• Source data:
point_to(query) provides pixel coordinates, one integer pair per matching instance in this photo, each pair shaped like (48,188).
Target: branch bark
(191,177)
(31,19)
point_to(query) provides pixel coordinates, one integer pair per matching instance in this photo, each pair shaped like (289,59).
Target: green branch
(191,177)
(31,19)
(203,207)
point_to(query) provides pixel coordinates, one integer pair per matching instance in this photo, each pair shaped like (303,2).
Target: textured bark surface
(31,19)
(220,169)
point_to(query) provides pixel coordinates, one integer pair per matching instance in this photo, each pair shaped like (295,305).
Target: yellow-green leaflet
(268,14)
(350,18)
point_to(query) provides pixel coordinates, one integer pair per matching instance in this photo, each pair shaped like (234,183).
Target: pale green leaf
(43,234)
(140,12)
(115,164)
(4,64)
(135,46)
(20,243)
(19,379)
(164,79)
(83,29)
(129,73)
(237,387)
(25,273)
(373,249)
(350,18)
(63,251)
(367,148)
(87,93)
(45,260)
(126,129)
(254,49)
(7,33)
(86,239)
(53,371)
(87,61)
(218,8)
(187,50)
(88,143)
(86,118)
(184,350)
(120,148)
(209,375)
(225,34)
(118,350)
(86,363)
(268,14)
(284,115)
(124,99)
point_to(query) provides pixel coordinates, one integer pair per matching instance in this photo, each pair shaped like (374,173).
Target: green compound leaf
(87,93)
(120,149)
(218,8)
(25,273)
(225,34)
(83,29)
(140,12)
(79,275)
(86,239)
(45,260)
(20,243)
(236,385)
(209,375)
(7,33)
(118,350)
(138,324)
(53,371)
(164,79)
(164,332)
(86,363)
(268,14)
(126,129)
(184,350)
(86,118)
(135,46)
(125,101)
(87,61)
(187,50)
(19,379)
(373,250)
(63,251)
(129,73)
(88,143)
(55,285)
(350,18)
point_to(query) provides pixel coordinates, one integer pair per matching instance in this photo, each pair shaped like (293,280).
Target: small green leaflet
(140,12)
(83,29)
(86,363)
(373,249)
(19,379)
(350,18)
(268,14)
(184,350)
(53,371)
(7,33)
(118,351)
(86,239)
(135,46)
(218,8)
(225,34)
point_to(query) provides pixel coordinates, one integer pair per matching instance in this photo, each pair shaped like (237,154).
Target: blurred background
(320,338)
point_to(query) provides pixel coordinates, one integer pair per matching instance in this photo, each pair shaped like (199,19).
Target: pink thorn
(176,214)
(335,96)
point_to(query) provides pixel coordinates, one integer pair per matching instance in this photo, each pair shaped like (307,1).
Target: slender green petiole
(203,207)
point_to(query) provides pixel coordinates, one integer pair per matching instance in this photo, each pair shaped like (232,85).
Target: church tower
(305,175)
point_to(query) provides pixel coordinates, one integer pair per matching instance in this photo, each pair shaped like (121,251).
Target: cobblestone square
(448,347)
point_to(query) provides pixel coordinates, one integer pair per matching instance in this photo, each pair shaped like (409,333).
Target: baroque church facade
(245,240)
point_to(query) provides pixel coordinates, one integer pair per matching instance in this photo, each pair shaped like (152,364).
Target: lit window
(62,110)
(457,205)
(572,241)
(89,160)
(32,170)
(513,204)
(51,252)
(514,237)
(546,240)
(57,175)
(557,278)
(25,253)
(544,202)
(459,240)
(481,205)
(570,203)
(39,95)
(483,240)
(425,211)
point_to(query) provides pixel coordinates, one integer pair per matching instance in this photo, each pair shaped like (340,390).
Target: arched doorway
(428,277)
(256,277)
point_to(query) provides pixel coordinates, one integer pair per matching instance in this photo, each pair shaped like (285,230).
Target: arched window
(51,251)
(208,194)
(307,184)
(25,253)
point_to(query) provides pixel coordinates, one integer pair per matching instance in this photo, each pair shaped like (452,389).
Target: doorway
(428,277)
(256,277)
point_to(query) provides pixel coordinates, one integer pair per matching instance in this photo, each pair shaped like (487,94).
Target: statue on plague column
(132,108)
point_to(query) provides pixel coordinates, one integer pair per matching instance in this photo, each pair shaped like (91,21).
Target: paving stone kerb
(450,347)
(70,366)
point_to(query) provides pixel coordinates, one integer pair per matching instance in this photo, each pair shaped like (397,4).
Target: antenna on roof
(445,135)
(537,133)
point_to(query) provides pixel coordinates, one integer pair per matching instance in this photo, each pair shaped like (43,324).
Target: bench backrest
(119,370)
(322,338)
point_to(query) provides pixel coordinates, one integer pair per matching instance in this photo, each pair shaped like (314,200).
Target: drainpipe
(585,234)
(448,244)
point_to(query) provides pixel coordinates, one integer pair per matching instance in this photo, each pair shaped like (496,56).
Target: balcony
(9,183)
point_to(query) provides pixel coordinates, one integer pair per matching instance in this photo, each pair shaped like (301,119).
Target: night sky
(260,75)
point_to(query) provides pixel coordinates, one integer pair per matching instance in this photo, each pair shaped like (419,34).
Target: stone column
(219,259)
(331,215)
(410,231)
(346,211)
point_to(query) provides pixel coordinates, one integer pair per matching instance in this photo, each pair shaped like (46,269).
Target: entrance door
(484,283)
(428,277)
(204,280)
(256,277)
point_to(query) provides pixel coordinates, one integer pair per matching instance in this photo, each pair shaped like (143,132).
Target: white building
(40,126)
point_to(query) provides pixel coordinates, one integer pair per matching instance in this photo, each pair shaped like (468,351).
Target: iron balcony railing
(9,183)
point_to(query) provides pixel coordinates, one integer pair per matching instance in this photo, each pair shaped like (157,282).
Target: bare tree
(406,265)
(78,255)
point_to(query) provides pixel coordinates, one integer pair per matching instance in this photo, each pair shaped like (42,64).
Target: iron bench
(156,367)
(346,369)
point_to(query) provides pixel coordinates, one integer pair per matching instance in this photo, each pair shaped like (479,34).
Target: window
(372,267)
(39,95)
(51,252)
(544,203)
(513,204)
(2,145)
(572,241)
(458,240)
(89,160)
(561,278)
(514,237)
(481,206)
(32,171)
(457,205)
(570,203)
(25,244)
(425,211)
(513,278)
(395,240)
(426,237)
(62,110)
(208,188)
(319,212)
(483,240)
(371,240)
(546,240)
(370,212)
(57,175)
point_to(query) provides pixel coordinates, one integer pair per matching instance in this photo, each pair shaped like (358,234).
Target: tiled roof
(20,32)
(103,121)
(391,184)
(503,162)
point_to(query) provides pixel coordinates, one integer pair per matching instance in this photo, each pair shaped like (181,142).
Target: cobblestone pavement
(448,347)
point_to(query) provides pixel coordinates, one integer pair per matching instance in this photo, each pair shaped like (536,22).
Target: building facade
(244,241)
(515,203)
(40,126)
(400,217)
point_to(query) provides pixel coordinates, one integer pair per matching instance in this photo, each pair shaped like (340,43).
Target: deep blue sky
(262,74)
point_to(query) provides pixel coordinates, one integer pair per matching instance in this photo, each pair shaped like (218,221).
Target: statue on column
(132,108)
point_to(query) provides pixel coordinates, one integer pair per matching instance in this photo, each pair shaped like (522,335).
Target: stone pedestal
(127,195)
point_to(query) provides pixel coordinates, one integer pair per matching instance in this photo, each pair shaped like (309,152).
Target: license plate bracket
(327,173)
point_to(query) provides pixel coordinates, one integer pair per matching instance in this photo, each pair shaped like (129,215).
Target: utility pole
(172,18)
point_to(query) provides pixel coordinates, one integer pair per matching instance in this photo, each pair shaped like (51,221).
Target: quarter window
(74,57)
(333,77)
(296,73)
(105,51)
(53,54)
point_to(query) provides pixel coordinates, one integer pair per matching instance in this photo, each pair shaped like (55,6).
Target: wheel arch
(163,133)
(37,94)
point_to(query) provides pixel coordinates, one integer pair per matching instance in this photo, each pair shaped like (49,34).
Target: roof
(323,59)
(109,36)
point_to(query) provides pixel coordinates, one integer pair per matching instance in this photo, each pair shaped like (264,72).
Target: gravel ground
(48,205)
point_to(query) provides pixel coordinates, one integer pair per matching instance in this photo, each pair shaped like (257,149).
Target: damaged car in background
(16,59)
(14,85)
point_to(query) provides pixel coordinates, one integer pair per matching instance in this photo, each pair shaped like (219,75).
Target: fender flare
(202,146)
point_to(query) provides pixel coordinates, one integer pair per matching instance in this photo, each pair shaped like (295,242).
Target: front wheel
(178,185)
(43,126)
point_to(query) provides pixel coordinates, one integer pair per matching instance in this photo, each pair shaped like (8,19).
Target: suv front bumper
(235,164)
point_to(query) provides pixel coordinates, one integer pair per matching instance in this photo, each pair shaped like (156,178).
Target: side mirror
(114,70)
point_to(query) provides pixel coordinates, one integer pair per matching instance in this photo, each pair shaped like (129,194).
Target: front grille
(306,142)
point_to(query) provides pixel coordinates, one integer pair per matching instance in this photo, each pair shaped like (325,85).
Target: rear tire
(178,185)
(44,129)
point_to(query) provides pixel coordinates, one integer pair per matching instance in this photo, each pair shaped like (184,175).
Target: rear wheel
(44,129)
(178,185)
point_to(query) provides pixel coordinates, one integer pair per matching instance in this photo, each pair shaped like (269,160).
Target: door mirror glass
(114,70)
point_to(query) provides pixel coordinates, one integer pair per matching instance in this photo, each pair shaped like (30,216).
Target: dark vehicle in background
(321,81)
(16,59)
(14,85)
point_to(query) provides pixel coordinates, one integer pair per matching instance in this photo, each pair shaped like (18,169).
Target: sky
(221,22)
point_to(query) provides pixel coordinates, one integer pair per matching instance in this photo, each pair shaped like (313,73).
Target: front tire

--

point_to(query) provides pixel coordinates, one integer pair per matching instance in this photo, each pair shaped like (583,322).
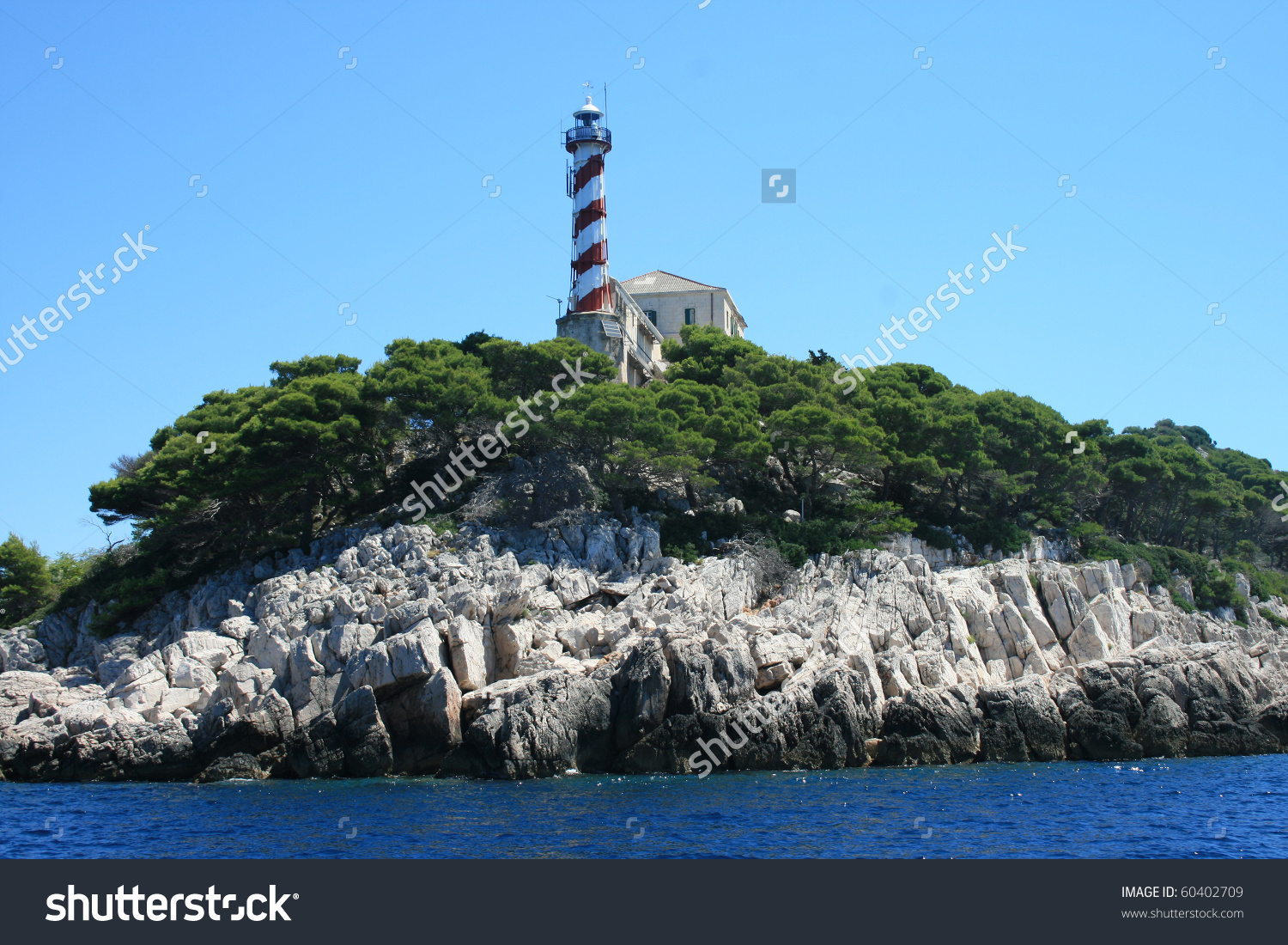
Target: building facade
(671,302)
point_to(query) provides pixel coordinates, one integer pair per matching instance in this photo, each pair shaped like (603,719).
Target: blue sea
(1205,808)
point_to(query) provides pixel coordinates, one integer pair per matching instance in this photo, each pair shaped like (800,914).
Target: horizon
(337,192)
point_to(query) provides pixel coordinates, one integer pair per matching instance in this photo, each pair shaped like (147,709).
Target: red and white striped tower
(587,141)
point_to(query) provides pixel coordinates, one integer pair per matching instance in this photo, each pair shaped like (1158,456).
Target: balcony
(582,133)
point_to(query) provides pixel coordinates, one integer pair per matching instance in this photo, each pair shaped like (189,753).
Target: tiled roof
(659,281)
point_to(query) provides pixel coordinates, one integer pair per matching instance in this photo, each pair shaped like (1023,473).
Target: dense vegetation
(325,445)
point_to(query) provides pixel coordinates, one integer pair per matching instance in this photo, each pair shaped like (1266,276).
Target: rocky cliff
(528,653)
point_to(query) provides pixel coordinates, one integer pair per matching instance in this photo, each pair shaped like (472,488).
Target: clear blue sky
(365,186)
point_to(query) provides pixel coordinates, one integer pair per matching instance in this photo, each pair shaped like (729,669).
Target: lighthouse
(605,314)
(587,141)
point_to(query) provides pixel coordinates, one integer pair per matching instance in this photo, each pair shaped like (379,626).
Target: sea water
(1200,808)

...

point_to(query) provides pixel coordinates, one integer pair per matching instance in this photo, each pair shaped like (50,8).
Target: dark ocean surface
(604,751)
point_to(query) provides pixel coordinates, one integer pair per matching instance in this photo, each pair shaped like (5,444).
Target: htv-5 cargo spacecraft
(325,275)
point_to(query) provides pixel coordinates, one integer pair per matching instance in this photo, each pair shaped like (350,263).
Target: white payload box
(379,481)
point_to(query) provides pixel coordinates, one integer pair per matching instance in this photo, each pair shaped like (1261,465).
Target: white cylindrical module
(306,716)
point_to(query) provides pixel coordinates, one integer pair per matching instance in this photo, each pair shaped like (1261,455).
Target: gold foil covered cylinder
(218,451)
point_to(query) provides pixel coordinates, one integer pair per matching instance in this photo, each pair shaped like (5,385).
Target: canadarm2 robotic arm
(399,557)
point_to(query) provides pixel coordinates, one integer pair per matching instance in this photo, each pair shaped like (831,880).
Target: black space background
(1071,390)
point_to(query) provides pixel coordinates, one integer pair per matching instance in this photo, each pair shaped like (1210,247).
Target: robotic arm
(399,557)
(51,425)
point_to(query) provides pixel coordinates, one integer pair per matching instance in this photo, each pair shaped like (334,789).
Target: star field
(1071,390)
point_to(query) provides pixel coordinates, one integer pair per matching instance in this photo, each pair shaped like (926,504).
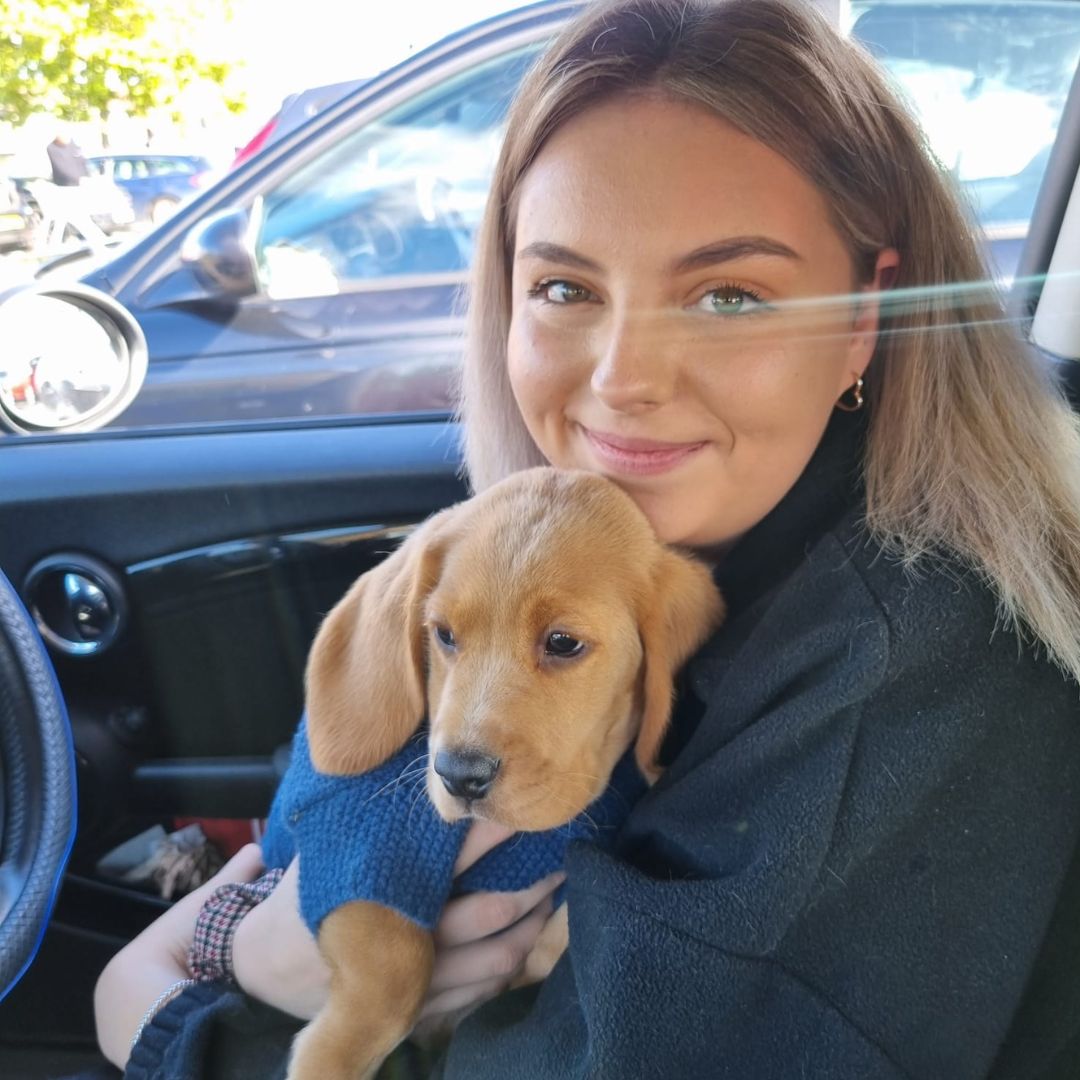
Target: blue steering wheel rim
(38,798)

• What is asked: Report each line of the listing that contains the word "tower", copying every such line in full. Count a line only when the letters match in case.

• Expected answer:
Target: church tower
Target: red and white striped tower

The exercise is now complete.